## TEXT PROVIDED
_ _ _

That’s the goal today. There is no tangible value to these comparisons. There is no straight-line logic to these comparisons. It’s just a fun topic. What college football and NFL teams match each other in vibes, history, and playstyle? Which fan base on either side of the comparison is going to be more upset at being told “you are like them”?

Let’s dive in:

Dallas Cowboys = Michigan Wolverines 

Both have a long and rich history of winning that’s been used to buttress their failures in the 21st century (given, the past two years of Michigan football have hurt this argument). Both might call themselves the most successful team in the sport’s history despite most people having a better memory of their worst losses than anything else. Ask an NFL fan or a Big Ten fan what they think of the Cowboys and/or Michigan, and you’re likely to see a hint of disgust in their tone.

Undoubtedly the Cowboys and Michigan are two staples of football at the collegiate and professional levels, and they really have won more than almost anyone else in the sport. But they’ve fumbled the bag a lot in the past two decades, and I think a lot of people have had plenty of fun watching that. 

Green Bay Packers = Ohio State Buckeyes

If you hear a national analyst talk about the history of Ohio State football, the phrase “never been bad” comes up almost immediately. Buckeye fans were disgusted with the 2011 season following Jim Tressel’s dismissal, as the seven losses they suffered that year were the most in the ENTIRE HISTORY OF THE PROGRAM. They had their most losses ever and still made a bowl game and had a win over Russell Wilson’s Wisconsin. 

Likewise, the Packers have been good and relevant for as long as anyone can remember. They won the first two Super Bowls on record and have had a generational franchise quarterback for essentially 30 straight years. They’ve won 15 of the last 25 NFC North titles. Being a Packers fan rarely includes losing seasons.

_ _ _

## Coordinate annotation records
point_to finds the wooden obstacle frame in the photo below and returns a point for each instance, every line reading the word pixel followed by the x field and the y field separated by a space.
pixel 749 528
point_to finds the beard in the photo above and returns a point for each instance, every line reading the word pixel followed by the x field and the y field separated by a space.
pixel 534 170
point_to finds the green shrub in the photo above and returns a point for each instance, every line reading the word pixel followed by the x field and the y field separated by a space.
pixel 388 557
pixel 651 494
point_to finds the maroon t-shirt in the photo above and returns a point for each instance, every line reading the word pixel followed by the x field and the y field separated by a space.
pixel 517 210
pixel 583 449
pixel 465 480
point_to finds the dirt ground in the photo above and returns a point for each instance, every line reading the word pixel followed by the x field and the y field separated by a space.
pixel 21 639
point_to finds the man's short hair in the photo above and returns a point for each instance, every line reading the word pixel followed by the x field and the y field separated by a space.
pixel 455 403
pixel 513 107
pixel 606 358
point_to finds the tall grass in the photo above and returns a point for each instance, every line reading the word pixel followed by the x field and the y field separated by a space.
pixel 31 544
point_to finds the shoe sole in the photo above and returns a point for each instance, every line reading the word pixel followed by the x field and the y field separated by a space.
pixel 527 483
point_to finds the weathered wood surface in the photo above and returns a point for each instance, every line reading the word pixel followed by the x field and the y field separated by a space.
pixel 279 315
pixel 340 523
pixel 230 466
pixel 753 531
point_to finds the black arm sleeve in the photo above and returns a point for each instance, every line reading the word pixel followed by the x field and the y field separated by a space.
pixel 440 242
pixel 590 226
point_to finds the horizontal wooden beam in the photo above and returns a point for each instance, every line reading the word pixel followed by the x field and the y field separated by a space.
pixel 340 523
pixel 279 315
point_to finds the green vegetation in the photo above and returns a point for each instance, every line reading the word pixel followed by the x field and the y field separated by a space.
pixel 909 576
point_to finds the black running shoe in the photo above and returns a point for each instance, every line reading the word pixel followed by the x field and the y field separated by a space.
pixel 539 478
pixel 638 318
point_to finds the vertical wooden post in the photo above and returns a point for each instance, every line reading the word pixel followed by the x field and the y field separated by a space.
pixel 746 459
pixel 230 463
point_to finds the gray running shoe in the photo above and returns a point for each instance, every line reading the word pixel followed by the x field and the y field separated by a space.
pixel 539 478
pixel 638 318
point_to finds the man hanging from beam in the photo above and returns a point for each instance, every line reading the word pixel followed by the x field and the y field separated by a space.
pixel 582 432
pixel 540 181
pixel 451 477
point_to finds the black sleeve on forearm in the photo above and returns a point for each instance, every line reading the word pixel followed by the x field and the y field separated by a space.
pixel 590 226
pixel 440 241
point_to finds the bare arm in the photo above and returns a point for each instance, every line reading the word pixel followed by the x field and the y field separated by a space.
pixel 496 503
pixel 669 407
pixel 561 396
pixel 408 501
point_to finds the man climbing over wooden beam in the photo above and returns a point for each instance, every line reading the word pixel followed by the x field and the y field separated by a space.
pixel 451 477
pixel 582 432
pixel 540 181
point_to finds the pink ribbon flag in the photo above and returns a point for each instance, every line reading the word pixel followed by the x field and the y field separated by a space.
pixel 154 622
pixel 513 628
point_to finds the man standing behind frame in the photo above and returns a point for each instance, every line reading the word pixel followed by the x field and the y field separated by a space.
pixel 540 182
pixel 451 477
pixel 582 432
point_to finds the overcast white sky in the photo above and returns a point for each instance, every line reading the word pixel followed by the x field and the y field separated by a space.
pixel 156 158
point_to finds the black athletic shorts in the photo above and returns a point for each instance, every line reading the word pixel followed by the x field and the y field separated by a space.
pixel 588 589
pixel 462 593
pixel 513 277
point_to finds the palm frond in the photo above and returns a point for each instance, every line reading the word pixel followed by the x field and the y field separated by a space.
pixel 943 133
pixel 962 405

_ _ _

## OBJECTIVES
a) For each statement about the football team comparison piece, answer yes or no and quote the words that decide it.
(i) The comparisons are described as having tangible value.
(ii) Ohio State's losses in 2011 were the most in the program's history.
(iii) The Packers won the first two Super Bowls.
b) Answer these questions from the football team comparison piece.
(i) Which college team is paired with the Dallas Cowboys?
(ii) Whose dismissal came before Ohio State's 2011 season?
(iii) How many of the last 25 NFC North titles have the Packers won?
c) Carry the football team comparison piece forward from its last sentence.

## RESPONSES TO THE EXERCISE
a)
(i) No: "There is no tangible value to these comparisons."
(ii) Yes: "the seven losses they suffered that year were the most in the ENTIRE HISTORY OF THE PROGRAM"
(iii) Yes: "They won the first two Super Bowls on record"

b)
(i) The Michigan Wolverines
(ii) Jim Tressel's
(iii) 15

c)
And yet … both fan bases probably feel like they’ve massively underachieved over the past 20 years. They each have one title to their name with the 2010 and 2014 seasons, so it’s not a complete failure, but both Green Bay and Ohio State fans think often about all their teams during the 2010s that should have been winning titles but somehow disappointed again and again. 

The Packers fumbled away potential if not likely titles with postseason collapses in 2011, 2014, 2020, and 2021 (their four worst playoff defeats, in my opinion). Just this past year, Ohio State blew a golden opportunity to dethrone Georgia and likely roll over TCU for its first title since the Cardale Jones miracle run.

They’re both great teams who are always good, but they feel like they should be great a little more often.

New York Giants = Auburn Tigers

Both are wellsprings of weirdness, from the Giants employing Joe Judge and letting him call a QB sneak on 3rd-and-9, to every Auburn game including some 1-in-1,000,000 happening that either gives Auburn a win or makes them blow a 20-point lead. They’re both teams integral to the history of their respective sports and seemingly have more rivals than should be humanly possible. 

And yet, despite both more often spending seasons as comedic relief than as contenders, each had two incredible runs a decade or more ago that ended in a title or close to it. The 2007 and 2011 Giants’ Super Bowl runs are two of the most baffling outcomes of all time considering how that team both pulled off the feat and subsequently collapsed in the years after 2011. Auburn is so bizarre that they went from undefeated 2010 champs with the best CFB player ever, to a 3-9 disaster in 2012, to near champs again in 2013 on the back of the two most improbable wins perhaps ever. 

Just weird, WEIRD teams. 

New England Patriots = Alabama Crimson Tide

I should not have to defend this one.

Detroit Lions = Kansas Jayhawks

Your entire existence in the football universe has been about how you’ve had a bad time, and you should probably stop because it’s clear you are cursed. 

If you need more evidence these two moribund teams are connected, look no further than 2007, when Kansas put together the most improbable 12-1 season of all-time, which in 2008 was immediately followed by the Lions becoming the first ever 0-16 team in NFL history. It was our way of being told that this sport can only handle one of the Lions or Kansas being good at a single time. The 0-16 campaign and the Orlovsky safety was an order-restoring act.

Denver Broncos = LSU Tigers

With three titles each in recent history (yes LSU fans, I know you also won a title in 1958), both the Broncos and the Tigers have been home to some of the sport’s most talented teams and have seemingly always been in contention for at least some 3-5 year stretch during each decade.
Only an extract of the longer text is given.